■ **Extract provided**
start

If you thought a nearly 200-year-old minotaur in pursuit after an immortal serial killer was as weird as it could get, you’ve probably never watched American Horror Story before. It actually gets waaaaay weirder than that when Queenie lures the minotaur to the back garden and starts masturbating to tempt it to have sex with her — you know, LIKE YOU DO.

“She told me what you did to her daughter,” she says, referring to LaLaurie’s insistence that Bastien (pre-bull head) raped one of her adult children (when in fact it was the other way around). “You just wanted love. And that makes you a beast? They call me that, too. But that’s not who we are. We both deserve love like everybody else.”

Bastien, who’s already got a lady (Angela Bassett), is all, “Eh, no thanks” and then abducts her for [UNKNOWN FATE]. I, for one, think this will turn out fine.

Why she’s the baddest: Queenie has a lot of fun making LaLaurie wait on her hand and foot (+10) and you do have to admire a gal for taking her sexual awakening into her own hands (+15) even if the object of her affections is…questionable. Total points: 25

Why she’s not: Lady, just because society doesn’t value the way you look and treats you like shit does not mean that you have to have sex with a cloven-foot monster (-15). At least, find a vampire or something — they’re supernatural, DTF and have human heads. Also, how did she so quickly decide that she wanted to get freaky with the bull man? These are things need planning and she was not prepared. (-10) Total points: -25

Final Verdict: 0 points. Do not finger blast yourself in front of a minotaur, ESPECIALLY if the minotaur is already in a committed relationship.

end

■ **Dataset content**
start

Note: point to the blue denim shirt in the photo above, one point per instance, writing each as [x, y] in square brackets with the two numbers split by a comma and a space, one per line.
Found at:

end

■ **To do**
1 > What final point total does the recap give Queenie?
2 > From the recap, duplicate the passage that starts with the words containing "Bastien, who’s already" and ends with "turn out fine.".
The listing comes from a separate source and has no connection to the recap.

■ **In response**
1 > 0 points.

2 >
Bastien, who’s already got a lady (Angela Bassett), is all, “Eh, no thanks” and then abducts her for [UNKNOWN FATE]. I, for one, think this will turn out fine.